Set task:
Starting from the line containing "Target: massage table", write out every remaining line exactly, the last one included.

=== Given data ===

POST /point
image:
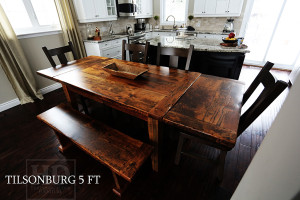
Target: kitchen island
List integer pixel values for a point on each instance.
(209, 57)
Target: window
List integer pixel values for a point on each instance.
(31, 16)
(272, 33)
(177, 8)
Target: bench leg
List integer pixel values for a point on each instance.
(221, 162)
(64, 142)
(117, 189)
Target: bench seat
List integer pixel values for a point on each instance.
(122, 154)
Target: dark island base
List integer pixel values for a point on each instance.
(222, 64)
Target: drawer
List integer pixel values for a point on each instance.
(111, 52)
(117, 42)
(104, 44)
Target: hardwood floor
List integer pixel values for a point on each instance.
(23, 137)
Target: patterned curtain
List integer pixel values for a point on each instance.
(15, 64)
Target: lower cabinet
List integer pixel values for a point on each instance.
(110, 49)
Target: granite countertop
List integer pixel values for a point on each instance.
(198, 32)
(107, 38)
(200, 44)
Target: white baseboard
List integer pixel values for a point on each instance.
(14, 102)
(50, 88)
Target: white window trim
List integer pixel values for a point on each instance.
(36, 29)
(39, 34)
(171, 22)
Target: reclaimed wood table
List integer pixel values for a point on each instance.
(149, 97)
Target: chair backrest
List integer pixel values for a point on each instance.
(174, 54)
(60, 53)
(272, 89)
(137, 52)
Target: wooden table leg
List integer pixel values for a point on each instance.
(64, 142)
(155, 135)
(71, 97)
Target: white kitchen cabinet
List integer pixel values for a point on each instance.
(95, 10)
(144, 8)
(204, 7)
(148, 35)
(217, 8)
(229, 7)
(110, 49)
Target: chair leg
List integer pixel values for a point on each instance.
(179, 148)
(84, 106)
(221, 162)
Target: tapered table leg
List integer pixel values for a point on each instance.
(155, 135)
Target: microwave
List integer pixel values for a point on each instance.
(127, 8)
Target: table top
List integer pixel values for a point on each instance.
(152, 94)
(210, 109)
(197, 103)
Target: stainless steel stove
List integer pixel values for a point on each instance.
(136, 37)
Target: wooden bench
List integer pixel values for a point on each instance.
(121, 153)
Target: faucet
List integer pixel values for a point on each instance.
(174, 26)
(111, 32)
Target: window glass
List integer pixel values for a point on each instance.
(16, 13)
(45, 12)
(31, 16)
(177, 8)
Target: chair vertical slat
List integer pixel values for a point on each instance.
(49, 56)
(62, 58)
(60, 53)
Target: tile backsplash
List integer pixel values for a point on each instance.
(207, 24)
(119, 26)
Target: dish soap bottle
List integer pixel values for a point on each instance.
(97, 34)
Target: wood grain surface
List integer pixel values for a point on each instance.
(121, 153)
(211, 109)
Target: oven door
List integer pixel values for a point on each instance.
(127, 8)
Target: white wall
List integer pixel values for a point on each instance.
(274, 173)
(6, 91)
(32, 48)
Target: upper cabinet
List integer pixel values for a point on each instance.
(218, 8)
(144, 8)
(95, 10)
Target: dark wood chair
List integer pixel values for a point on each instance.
(60, 53)
(174, 54)
(272, 89)
(137, 52)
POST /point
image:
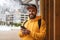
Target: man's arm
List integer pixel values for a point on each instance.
(42, 32)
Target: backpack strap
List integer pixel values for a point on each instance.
(39, 23)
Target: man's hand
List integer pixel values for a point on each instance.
(25, 31)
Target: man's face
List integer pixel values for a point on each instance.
(32, 12)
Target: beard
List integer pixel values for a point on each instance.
(32, 16)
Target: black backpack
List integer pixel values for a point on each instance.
(39, 23)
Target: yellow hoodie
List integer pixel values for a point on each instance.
(36, 33)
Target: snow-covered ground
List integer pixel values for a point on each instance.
(8, 28)
(9, 33)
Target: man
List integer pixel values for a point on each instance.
(33, 31)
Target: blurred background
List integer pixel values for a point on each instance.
(12, 15)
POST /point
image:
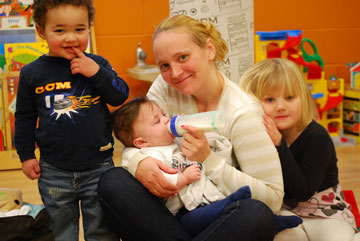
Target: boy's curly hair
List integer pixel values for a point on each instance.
(122, 120)
(41, 7)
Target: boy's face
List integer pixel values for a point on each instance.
(150, 128)
(66, 27)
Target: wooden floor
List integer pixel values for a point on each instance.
(349, 175)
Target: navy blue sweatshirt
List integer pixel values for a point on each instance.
(66, 114)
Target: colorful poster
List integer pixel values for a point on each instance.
(19, 54)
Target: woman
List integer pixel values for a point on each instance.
(187, 53)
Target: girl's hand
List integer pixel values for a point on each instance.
(195, 146)
(149, 173)
(31, 168)
(271, 129)
(83, 64)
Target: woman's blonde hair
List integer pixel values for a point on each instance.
(276, 74)
(199, 31)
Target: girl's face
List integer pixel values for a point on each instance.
(66, 27)
(150, 128)
(284, 109)
(183, 64)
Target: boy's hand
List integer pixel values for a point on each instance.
(83, 65)
(149, 173)
(192, 173)
(272, 130)
(31, 168)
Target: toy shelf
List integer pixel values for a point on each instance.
(351, 110)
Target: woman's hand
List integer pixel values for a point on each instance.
(149, 173)
(272, 130)
(195, 145)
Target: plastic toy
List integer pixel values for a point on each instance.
(328, 94)
(355, 76)
(351, 109)
(288, 44)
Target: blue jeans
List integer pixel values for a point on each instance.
(63, 191)
(137, 215)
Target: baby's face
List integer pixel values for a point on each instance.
(151, 125)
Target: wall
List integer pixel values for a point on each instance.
(119, 26)
(333, 26)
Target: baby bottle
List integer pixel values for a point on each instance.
(205, 121)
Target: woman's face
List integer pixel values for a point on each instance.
(183, 64)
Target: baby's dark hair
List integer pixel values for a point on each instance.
(41, 7)
(122, 120)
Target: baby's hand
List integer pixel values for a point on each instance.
(83, 64)
(192, 173)
(272, 130)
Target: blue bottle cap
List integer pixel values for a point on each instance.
(173, 127)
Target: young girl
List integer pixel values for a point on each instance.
(306, 151)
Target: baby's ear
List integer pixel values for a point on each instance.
(140, 142)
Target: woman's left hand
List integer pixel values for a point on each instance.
(195, 145)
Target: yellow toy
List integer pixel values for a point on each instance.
(10, 199)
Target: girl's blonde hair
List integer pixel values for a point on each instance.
(276, 74)
(200, 33)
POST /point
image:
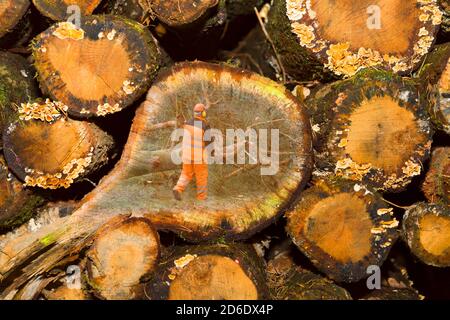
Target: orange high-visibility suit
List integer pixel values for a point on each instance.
(194, 158)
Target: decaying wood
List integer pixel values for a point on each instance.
(74, 64)
(215, 272)
(436, 186)
(62, 9)
(345, 38)
(372, 128)
(287, 281)
(342, 228)
(17, 86)
(426, 230)
(39, 157)
(124, 251)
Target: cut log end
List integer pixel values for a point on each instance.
(62, 9)
(123, 252)
(389, 33)
(38, 156)
(341, 230)
(11, 12)
(212, 277)
(176, 13)
(221, 272)
(436, 186)
(426, 229)
(370, 133)
(73, 64)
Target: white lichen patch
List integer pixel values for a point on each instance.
(105, 109)
(111, 34)
(184, 261)
(384, 211)
(351, 170)
(67, 30)
(345, 61)
(71, 171)
(48, 111)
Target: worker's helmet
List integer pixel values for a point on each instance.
(200, 110)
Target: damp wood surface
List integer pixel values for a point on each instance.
(333, 185)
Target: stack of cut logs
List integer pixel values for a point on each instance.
(91, 91)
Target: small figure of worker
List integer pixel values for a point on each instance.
(194, 155)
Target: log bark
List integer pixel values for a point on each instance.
(342, 228)
(235, 212)
(74, 65)
(17, 203)
(215, 272)
(347, 36)
(436, 186)
(17, 85)
(288, 281)
(434, 77)
(11, 13)
(58, 10)
(426, 229)
(36, 154)
(372, 128)
(124, 251)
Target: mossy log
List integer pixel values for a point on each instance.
(287, 281)
(59, 9)
(346, 36)
(17, 203)
(342, 228)
(237, 207)
(215, 272)
(436, 186)
(11, 13)
(17, 86)
(426, 230)
(434, 77)
(39, 157)
(124, 251)
(97, 69)
(372, 128)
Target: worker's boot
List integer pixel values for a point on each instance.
(177, 195)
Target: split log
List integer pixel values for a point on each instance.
(346, 36)
(387, 293)
(238, 207)
(216, 272)
(124, 251)
(426, 230)
(372, 128)
(17, 86)
(60, 10)
(74, 65)
(287, 281)
(17, 204)
(38, 156)
(436, 186)
(186, 26)
(435, 79)
(342, 228)
(11, 14)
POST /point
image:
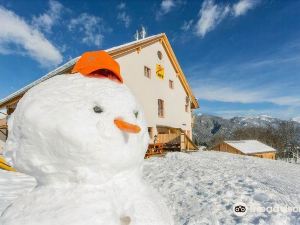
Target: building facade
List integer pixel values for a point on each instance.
(150, 69)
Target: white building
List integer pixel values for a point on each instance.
(150, 69)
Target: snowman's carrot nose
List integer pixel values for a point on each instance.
(127, 127)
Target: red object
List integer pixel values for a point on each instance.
(127, 127)
(98, 64)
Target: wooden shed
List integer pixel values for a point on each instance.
(247, 147)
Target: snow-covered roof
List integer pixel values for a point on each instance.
(250, 146)
(69, 64)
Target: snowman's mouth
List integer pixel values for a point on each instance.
(127, 127)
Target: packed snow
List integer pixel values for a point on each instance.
(201, 188)
(74, 135)
(250, 146)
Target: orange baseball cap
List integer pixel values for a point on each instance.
(91, 61)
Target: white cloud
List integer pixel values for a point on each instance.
(18, 37)
(211, 15)
(123, 17)
(224, 93)
(187, 25)
(90, 27)
(46, 20)
(241, 7)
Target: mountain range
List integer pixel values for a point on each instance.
(206, 127)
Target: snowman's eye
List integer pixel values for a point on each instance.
(98, 109)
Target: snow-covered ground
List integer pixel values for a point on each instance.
(201, 188)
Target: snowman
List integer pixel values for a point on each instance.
(83, 137)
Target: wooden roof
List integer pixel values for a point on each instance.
(115, 52)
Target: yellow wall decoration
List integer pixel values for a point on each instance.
(160, 71)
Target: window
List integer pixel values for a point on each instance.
(147, 72)
(160, 108)
(150, 131)
(187, 104)
(171, 84)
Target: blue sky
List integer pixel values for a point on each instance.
(241, 57)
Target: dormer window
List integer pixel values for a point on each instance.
(147, 72)
(171, 84)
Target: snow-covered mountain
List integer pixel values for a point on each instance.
(207, 127)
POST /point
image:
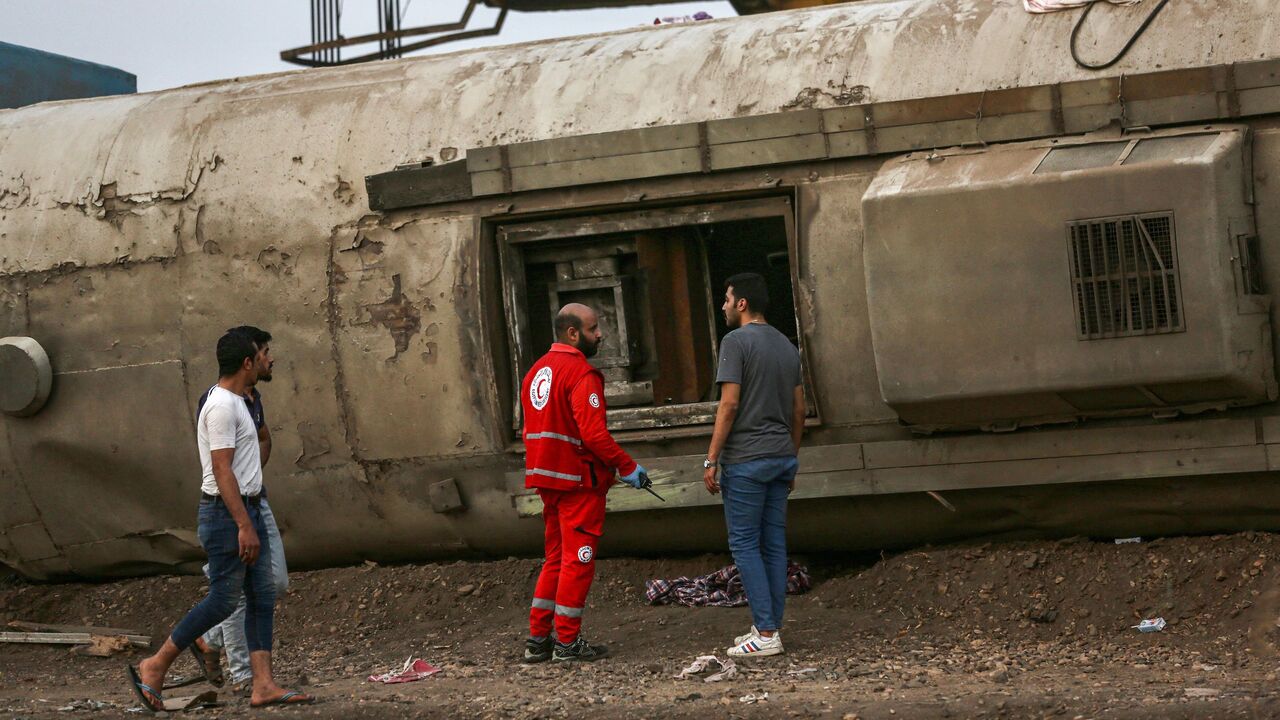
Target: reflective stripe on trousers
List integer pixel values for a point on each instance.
(553, 474)
(553, 436)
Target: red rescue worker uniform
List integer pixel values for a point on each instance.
(571, 460)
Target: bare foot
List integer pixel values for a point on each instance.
(151, 674)
(277, 695)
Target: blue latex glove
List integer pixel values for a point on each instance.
(638, 478)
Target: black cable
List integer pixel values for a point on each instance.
(1133, 39)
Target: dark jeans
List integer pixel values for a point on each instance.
(755, 511)
(228, 577)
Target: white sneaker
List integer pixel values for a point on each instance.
(758, 647)
(741, 639)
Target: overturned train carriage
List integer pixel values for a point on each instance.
(1033, 290)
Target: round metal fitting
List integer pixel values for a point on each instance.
(26, 377)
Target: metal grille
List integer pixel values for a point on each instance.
(1124, 273)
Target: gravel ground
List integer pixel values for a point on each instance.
(1033, 629)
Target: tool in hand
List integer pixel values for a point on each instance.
(647, 484)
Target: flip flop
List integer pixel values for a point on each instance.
(292, 697)
(213, 675)
(144, 692)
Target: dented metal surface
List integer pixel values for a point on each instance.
(135, 229)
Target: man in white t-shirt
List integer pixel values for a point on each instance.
(231, 529)
(229, 634)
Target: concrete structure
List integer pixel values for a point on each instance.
(33, 76)
(636, 169)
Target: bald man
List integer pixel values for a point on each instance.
(572, 461)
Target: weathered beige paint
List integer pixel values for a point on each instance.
(133, 229)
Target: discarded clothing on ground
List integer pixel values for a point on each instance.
(727, 670)
(411, 670)
(1055, 5)
(722, 588)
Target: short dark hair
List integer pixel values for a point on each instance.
(566, 320)
(233, 350)
(752, 288)
(259, 336)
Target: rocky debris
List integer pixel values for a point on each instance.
(1027, 629)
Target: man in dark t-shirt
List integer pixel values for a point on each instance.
(757, 436)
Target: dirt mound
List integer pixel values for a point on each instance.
(1063, 588)
(1037, 629)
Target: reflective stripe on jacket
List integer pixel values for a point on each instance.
(567, 445)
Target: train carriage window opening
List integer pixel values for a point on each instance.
(658, 279)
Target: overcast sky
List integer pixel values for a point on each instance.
(172, 42)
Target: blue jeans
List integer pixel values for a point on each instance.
(229, 577)
(755, 513)
(229, 633)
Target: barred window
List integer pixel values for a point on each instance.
(1124, 274)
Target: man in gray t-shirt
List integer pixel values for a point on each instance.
(757, 436)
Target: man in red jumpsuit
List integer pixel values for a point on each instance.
(571, 460)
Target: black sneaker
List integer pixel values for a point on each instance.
(538, 650)
(579, 650)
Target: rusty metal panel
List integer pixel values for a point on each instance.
(840, 119)
(768, 151)
(1100, 91)
(932, 135)
(419, 186)
(484, 159)
(607, 169)
(1258, 73)
(1019, 126)
(1173, 83)
(1173, 110)
(1016, 100)
(1093, 468)
(1088, 118)
(489, 182)
(762, 127)
(846, 144)
(927, 110)
(389, 326)
(603, 145)
(1260, 101)
(1060, 443)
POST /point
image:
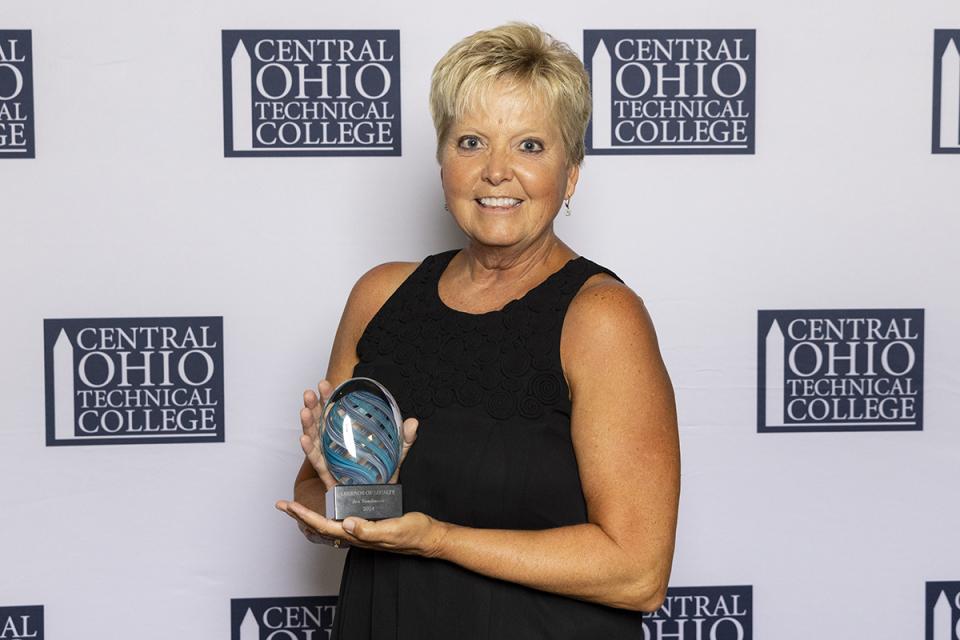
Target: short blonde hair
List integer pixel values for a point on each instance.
(521, 53)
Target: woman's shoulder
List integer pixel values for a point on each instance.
(375, 287)
(605, 311)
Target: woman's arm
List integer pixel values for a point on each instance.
(624, 434)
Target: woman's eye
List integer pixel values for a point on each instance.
(531, 146)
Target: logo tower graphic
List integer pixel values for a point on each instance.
(946, 91)
(296, 618)
(943, 611)
(249, 628)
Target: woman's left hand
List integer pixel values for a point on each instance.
(412, 533)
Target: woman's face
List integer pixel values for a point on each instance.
(504, 169)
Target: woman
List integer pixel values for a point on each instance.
(541, 492)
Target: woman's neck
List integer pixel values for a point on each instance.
(487, 265)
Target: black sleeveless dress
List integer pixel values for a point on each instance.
(493, 450)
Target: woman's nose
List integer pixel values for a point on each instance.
(497, 168)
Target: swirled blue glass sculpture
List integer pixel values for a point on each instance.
(361, 433)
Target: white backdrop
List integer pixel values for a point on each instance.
(130, 210)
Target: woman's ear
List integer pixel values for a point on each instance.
(573, 174)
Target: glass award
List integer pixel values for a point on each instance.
(361, 440)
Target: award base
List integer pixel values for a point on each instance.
(367, 501)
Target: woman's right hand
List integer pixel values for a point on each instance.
(310, 415)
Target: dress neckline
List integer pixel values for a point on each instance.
(445, 262)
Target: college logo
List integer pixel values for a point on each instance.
(946, 91)
(311, 93)
(21, 623)
(16, 94)
(943, 611)
(702, 613)
(304, 618)
(840, 370)
(134, 380)
(677, 91)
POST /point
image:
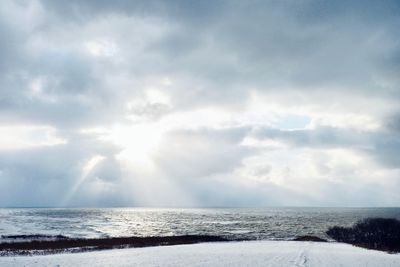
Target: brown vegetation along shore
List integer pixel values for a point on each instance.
(77, 245)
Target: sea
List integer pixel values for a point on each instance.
(232, 223)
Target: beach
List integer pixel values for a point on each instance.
(246, 253)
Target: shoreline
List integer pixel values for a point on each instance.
(246, 253)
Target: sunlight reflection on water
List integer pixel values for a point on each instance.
(262, 223)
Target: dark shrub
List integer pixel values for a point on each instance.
(374, 233)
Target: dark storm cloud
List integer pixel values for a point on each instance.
(73, 65)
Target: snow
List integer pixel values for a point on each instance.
(250, 253)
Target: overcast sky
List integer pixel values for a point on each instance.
(199, 103)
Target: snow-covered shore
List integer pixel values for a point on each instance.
(250, 253)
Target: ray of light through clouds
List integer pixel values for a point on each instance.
(199, 103)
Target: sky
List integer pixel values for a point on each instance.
(199, 103)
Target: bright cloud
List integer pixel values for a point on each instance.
(208, 103)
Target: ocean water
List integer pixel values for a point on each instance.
(233, 223)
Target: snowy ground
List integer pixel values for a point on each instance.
(254, 253)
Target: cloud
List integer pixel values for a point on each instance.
(213, 102)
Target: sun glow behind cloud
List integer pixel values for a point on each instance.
(241, 103)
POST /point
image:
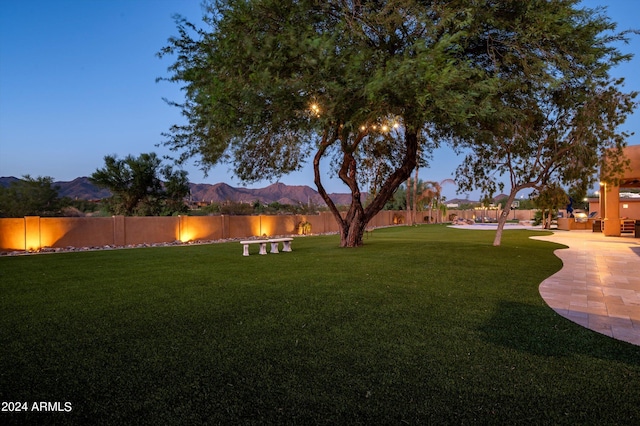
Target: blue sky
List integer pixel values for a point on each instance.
(77, 82)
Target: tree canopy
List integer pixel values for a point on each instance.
(141, 186)
(375, 86)
(559, 112)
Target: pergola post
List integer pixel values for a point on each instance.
(611, 214)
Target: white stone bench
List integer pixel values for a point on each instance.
(286, 245)
(245, 246)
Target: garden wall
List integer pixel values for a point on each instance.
(34, 232)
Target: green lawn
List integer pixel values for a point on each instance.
(422, 325)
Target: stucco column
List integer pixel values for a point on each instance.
(611, 210)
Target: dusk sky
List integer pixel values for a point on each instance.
(78, 82)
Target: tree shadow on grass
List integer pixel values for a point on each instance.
(540, 331)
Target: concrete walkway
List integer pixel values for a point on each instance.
(598, 286)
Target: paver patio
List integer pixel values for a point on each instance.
(598, 286)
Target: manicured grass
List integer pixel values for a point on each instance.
(421, 325)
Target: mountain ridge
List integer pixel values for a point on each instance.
(81, 188)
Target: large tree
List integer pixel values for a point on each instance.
(142, 186)
(559, 111)
(269, 83)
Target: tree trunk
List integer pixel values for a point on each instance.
(502, 220)
(353, 224)
(415, 196)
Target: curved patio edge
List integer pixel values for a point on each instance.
(598, 286)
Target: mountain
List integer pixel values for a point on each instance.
(82, 188)
(277, 192)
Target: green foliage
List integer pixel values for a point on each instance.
(141, 186)
(30, 197)
(201, 335)
(559, 110)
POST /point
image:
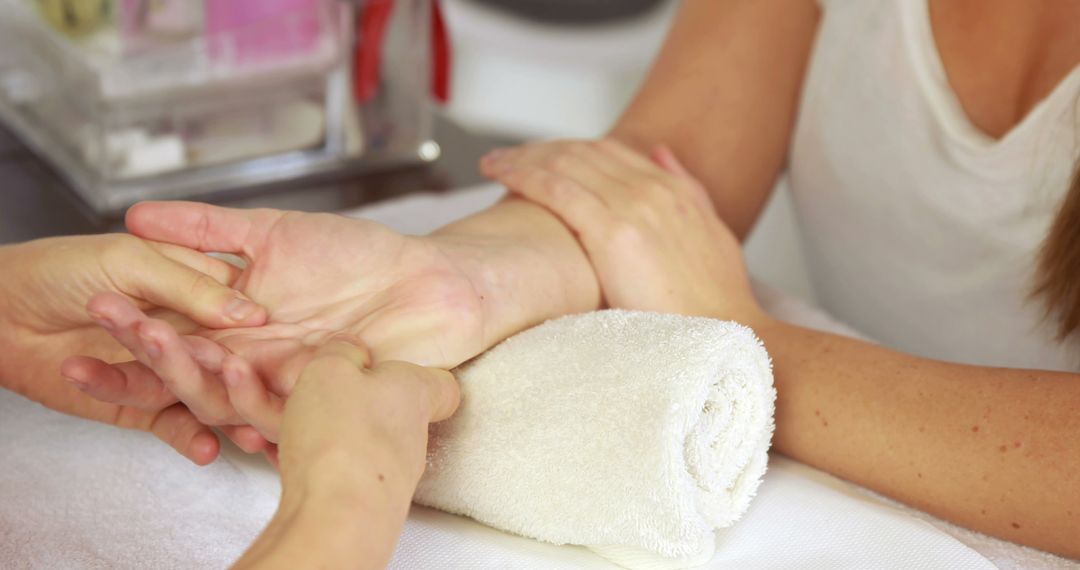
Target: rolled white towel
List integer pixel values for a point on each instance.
(634, 434)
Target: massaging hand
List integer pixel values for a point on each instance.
(43, 319)
(353, 446)
(318, 274)
(648, 227)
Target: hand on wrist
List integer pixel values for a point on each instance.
(524, 262)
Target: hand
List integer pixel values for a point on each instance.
(648, 226)
(353, 448)
(409, 298)
(43, 319)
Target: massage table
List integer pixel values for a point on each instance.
(80, 494)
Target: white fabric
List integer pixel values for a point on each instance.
(83, 496)
(920, 230)
(636, 434)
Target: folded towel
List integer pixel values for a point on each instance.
(634, 434)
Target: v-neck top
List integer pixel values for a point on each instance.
(920, 229)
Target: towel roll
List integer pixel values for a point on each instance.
(634, 434)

===

Written solution:
Target: massage table
List integer pixel values for a point on each instance.
(80, 494)
Target: white fabric
List integer pixel values for a point on each instance.
(83, 496)
(920, 230)
(636, 434)
Target: folded towel
List integer pixel values for a point on each instance.
(634, 434)
Target: v-neck top
List integer pixel values for a point on each instance.
(920, 229)
Target: towel roll
List integer pixel values for a point on each instance.
(634, 434)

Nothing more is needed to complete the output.